Task objective :: Revise the lines from the line with "You'll find firefighter's glove" to the line with "[[0, 296, 313, 360]]", replacing "bounding box" with "rectangle" and changing nothing else, and return only those lines.

----- Data for the task

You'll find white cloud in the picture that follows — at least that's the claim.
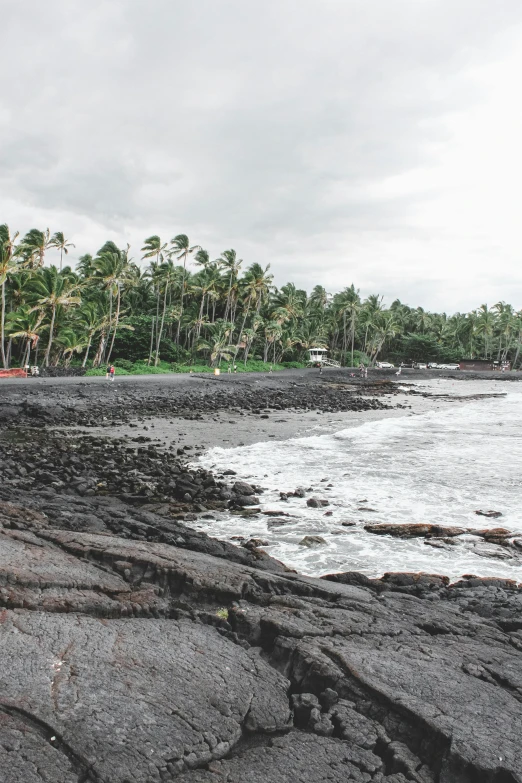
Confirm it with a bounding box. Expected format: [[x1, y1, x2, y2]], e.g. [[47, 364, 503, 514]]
[[0, 0, 522, 311]]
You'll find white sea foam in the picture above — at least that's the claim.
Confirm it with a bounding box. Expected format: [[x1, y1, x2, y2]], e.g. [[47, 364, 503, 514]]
[[194, 380, 522, 580]]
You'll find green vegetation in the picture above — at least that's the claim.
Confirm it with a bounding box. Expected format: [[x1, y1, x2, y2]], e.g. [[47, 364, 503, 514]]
[[0, 224, 522, 375]]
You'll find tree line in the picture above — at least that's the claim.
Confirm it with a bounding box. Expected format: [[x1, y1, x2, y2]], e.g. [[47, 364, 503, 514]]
[[0, 224, 522, 368]]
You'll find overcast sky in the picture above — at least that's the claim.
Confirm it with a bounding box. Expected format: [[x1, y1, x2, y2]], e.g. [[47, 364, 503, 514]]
[[0, 0, 522, 312]]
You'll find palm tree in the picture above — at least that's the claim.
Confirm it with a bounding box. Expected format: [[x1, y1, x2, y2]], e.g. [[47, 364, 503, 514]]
[[170, 234, 201, 343], [55, 328, 87, 367], [218, 249, 243, 322], [197, 321, 236, 367], [77, 299, 104, 367], [31, 266, 81, 367], [236, 264, 273, 353], [0, 223, 18, 369], [334, 283, 361, 367], [8, 305, 44, 367], [17, 228, 51, 269], [93, 247, 133, 362], [476, 304, 495, 359], [48, 231, 76, 272], [154, 258, 178, 367]]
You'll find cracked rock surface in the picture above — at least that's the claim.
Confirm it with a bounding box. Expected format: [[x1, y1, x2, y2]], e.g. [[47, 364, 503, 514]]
[[0, 494, 522, 783]]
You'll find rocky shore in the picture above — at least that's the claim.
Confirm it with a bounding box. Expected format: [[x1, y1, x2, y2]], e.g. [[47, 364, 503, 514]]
[[0, 373, 522, 783]]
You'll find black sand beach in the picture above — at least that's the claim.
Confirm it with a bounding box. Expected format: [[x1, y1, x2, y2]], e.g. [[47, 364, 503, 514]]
[[0, 371, 522, 783]]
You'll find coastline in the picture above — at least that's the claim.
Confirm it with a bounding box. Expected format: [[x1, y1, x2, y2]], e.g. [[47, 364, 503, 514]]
[[0, 376, 522, 783]]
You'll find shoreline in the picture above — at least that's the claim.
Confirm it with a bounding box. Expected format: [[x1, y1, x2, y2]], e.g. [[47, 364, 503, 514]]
[[0, 376, 522, 783]]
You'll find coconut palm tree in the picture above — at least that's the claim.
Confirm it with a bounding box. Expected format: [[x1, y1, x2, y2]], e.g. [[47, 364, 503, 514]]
[[170, 234, 202, 343], [92, 242, 134, 362], [7, 305, 44, 367], [30, 266, 81, 367], [0, 223, 19, 368], [218, 249, 243, 322], [16, 228, 51, 269], [197, 320, 236, 367], [236, 264, 273, 353], [476, 304, 495, 359], [48, 231, 76, 272]]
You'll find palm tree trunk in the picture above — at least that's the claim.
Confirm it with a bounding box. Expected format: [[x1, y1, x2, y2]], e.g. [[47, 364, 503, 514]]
[[82, 332, 92, 367], [100, 288, 112, 362], [236, 294, 252, 353], [0, 280, 7, 370], [147, 316, 154, 366], [154, 280, 169, 367], [107, 286, 121, 363], [44, 305, 56, 367], [22, 337, 31, 369], [352, 318, 355, 367], [176, 253, 187, 345]]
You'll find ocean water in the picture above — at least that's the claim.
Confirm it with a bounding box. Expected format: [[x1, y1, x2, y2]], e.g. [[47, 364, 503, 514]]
[[197, 379, 522, 581]]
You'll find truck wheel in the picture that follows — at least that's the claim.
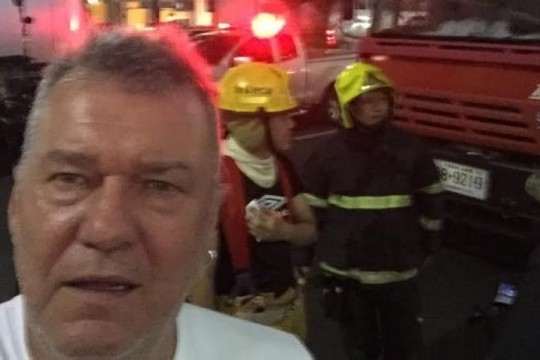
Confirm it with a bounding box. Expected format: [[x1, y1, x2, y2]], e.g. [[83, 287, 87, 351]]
[[321, 88, 341, 125]]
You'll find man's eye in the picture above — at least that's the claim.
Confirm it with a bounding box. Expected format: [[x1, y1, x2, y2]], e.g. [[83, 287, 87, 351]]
[[145, 180, 179, 194], [51, 173, 86, 186]]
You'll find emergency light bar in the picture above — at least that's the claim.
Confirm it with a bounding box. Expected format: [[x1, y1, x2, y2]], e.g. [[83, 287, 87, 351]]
[[251, 13, 285, 38]]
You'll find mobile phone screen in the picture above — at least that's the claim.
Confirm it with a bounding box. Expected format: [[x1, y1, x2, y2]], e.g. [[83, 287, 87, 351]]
[[494, 282, 517, 305]]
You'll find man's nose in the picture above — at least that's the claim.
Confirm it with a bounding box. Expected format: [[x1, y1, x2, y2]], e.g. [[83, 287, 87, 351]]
[[79, 179, 138, 252]]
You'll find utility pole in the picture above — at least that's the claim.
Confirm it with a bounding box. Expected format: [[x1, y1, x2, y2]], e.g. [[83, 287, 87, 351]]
[[150, 0, 159, 25]]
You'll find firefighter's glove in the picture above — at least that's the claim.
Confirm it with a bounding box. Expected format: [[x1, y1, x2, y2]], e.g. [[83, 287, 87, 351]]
[[231, 270, 255, 297], [322, 273, 348, 322], [246, 209, 290, 241]]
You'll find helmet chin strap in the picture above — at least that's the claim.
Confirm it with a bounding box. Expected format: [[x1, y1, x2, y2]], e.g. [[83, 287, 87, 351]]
[[347, 108, 391, 133]]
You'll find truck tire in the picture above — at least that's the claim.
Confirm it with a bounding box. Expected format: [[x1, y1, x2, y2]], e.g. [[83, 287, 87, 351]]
[[321, 86, 341, 126]]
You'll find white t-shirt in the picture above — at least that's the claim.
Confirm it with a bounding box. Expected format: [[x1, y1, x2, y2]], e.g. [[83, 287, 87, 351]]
[[0, 296, 313, 360]]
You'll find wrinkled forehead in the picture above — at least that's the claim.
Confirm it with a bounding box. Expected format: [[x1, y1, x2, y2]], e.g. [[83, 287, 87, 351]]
[[25, 79, 218, 173]]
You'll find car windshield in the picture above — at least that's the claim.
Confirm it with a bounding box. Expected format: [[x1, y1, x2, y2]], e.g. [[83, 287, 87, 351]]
[[192, 32, 240, 65], [372, 0, 540, 42]]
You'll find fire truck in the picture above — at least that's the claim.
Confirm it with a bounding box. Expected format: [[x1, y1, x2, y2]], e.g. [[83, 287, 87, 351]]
[[360, 0, 540, 264]]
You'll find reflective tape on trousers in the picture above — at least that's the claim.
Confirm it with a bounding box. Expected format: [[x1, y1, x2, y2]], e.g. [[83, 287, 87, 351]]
[[328, 195, 412, 210]]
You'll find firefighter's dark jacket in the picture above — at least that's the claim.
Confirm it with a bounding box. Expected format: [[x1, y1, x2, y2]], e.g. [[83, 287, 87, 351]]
[[305, 124, 442, 271]]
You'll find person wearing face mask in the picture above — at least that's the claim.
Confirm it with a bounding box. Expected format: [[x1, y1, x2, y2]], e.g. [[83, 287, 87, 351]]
[[305, 63, 442, 360], [0, 30, 312, 360], [215, 63, 315, 339]]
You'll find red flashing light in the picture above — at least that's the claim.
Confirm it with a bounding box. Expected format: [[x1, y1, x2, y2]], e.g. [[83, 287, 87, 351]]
[[69, 15, 81, 32], [251, 13, 285, 38], [326, 30, 337, 46]]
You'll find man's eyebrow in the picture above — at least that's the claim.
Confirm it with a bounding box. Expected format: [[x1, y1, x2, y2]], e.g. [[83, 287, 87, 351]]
[[138, 160, 192, 174], [43, 149, 97, 167]]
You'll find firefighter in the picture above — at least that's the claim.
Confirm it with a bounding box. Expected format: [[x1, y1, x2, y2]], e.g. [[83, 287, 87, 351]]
[[215, 63, 316, 339], [305, 63, 442, 360]]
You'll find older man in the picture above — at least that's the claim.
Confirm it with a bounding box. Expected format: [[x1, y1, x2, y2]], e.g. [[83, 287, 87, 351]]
[[0, 31, 310, 360]]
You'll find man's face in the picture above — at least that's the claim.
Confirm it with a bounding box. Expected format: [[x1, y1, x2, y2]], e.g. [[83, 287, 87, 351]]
[[268, 115, 294, 152], [9, 82, 217, 356], [350, 89, 391, 127]]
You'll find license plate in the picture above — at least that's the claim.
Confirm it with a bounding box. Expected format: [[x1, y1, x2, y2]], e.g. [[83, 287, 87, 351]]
[[435, 159, 489, 200]]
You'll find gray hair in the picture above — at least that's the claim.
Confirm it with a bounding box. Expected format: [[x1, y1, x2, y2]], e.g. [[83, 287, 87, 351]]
[[15, 28, 219, 174]]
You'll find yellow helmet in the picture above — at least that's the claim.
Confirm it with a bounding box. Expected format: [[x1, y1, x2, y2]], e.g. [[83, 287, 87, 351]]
[[334, 62, 393, 128], [219, 63, 298, 114]]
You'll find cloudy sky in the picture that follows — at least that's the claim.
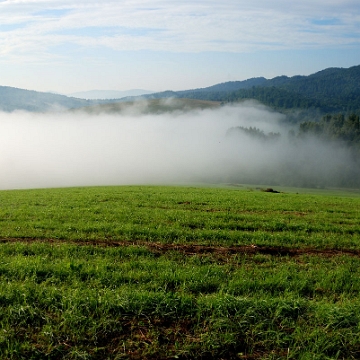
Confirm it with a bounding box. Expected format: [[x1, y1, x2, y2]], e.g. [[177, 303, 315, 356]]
[[0, 0, 360, 94]]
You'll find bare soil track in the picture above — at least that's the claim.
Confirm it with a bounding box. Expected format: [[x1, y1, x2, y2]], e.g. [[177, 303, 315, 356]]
[[0, 238, 360, 257]]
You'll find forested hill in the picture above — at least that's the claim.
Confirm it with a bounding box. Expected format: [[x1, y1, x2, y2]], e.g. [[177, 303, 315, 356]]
[[0, 86, 94, 112], [146, 65, 360, 114]]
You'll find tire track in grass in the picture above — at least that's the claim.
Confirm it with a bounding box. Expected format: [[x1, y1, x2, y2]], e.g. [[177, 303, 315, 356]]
[[0, 238, 360, 257]]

----------

Answer to the exercise ::
You'll find firefighter's glove in the picture above — at least that's the claim.
Confirm it with a rectangle. Expected format: [[x1, y1, x2, y2]], e.g. [[83, 287, 87, 351]]
[[231, 270, 255, 297], [322, 273, 348, 322], [246, 209, 290, 241]]
You'll find helmet chin strap in the picture above — at least that's the claim.
Confirm it with a rectangle. Expected format: [[x1, y1, x2, y2]], e.g. [[83, 287, 87, 351]]
[[347, 108, 391, 133]]
You'll find truck tire in the picture above — at least that's the claim.
Confirm it with a rectangle. Expected format: [[x1, y1, x2, y2]], e.g. [[83, 287, 87, 351]]
[[321, 86, 341, 126]]
You'll find white t-shirt in the picture above — at least that's the claim.
Confirm it with a rectangle. Expected format: [[x1, y1, x2, y2]], e.g. [[83, 287, 87, 351]]
[[0, 296, 313, 360]]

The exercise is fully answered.